- _EXCERPT TO READ_:
** START **
Khulʿ (), also called khula, is a procedure through which a woman can give a divorce to her husband in Islam, by returning the dower (mahr) or something else that she received from her husband or without returning anything, as agreed by the spouses or Qadi’s (court) decree depending on the circumstances. Based on traditional fiqh, and referenced in the Qur'an and hadith, khul' allows a woman to initiate a divorce. In terms, breaking the marriage relationship with the wife's willingness to pay iwald (compensation) to the owner of the contract, namely the husband.

Origins in texts

Qur'an
From the "Sahih International" translation of the Qur'an.

Divorce is twice. Then, either keep [her] in an acceptable manner or release [her] with good treatment. And it is not lawful for you to take anything of what you have given them unless both fear that they will not be able to keep [within] the limits of Allah. But if you fear that they will not keep [within] the limits of Allah, then there is no blame upon either of them concerning that by which she ransoms herself. These are the limits of Allah, so do not transgress them. And whoever transgresses the limits of Allah—it is those who are the wrongdoers.
— 2:229

And if a woman fears from her husband contempt or evasion, there is no sin upon them if they make terms of settlement between them—and settlement is best. And present in [human] souls is stinginess. But if you do good and fear Allah—then indeed Allah is ever Acquainted, with what you do.
— 4:128

Hadith
The most well known story that references khul' and serves as the basis for legal interpretations is the story of Jamilah, the wife of Thabit ibn Qays:

Narrated Ibn 'Abbas: The wife of Thabit bin Qais came to the Prophet and said, "O Allah's Apostle! I do not blame Thabit for defects in his character or his religion, but I, being a Muslim, dislike to behave in un-Islamic manner if I remain with him." On that Allah's Apostle said to her, "Will you give back the garden which your husband has given you as Mahr?" She said, "Yes." Then the Prophet ordered to Thabit, "O Thabit! Accept your garden, and divorce her once."
** END **
- _INSTRUCTIONS_:
1. Reproduce the passage on khulʿ between "Divorce is twice." and "what you do.", inclusive.
2. Carry on the passage on khulʿ, picking up right after its final sentence.

(Source records)
** START **
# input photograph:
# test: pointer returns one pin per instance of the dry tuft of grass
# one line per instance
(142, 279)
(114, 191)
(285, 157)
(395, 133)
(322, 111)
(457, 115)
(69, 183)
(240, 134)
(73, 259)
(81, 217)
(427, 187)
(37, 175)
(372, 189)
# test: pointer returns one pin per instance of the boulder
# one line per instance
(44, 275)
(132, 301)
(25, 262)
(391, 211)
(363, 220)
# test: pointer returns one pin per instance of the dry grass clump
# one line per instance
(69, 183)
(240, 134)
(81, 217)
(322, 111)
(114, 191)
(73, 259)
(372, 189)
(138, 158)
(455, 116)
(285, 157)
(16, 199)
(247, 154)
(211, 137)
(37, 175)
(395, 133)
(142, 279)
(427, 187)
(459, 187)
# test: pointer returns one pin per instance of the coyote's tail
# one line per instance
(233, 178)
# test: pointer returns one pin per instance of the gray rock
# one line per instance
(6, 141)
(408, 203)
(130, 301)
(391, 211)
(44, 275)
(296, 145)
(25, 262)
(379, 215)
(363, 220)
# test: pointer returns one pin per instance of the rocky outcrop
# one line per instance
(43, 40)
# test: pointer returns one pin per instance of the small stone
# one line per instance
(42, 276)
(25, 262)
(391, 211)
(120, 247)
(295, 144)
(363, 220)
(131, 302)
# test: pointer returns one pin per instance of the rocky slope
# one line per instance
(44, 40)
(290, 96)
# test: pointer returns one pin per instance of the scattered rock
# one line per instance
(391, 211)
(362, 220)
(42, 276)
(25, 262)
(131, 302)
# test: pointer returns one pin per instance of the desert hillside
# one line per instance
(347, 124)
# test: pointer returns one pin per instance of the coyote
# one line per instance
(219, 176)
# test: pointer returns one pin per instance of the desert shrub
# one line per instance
** END **
- _ANSWERS_:
1.
Divorce is twice. Then, either keep [her] in an acceptable manner or release [her] with good treatment. And it is not lawful for you to take anything of what you have given them unless both fear that they will not be able to keep [within] the limits of Allah. But if you fear that they will not keep [within] the limits of Allah, then there is no blame upon either of them concerning that by which she ransoms herself. These are the limits of Allah, so do not transgress them. And whoever transgresses the limits of Allah—it is those who are the wrongdoers.
— 2:229

And if a woman fears from her husband contempt or evasion, there is no sin upon them if they make terms of settlement between them—and settlement is best. And present in [human] souls is stinginess. But if you do good and fear Allah—then indeed Allah is ever Acquainted, with what you do.

2.
Related issues

Compensation
Most Islamic schools of law agree that the husband is not entitled to more than the initial amount of dower (mahr) given to the wife.  However, some interpretations suggest that the husband is entitled a greater compensation, while other interpretations suggest that the husband is not entitled to any compensation.  According to some interpretations, khulʿ demands that the mahr already paid be returned along with any wedding gifts.  According 
to majority of imams of fiqh this law only to apply if there is no fault on the husband. Men sometimes prefer and pressure their wives to demand a khulʿ instead of the husband pronouncing a talaq so that the husband can demand the return of the mahr. Another scenario that rarely arises in khulʿ is that the husband will request an unreasonable financial compensation. This can effectively constrain her from seeking khulʿ because they have no means to support themselves financially with the loss of their mahr and other wedding “gifts.”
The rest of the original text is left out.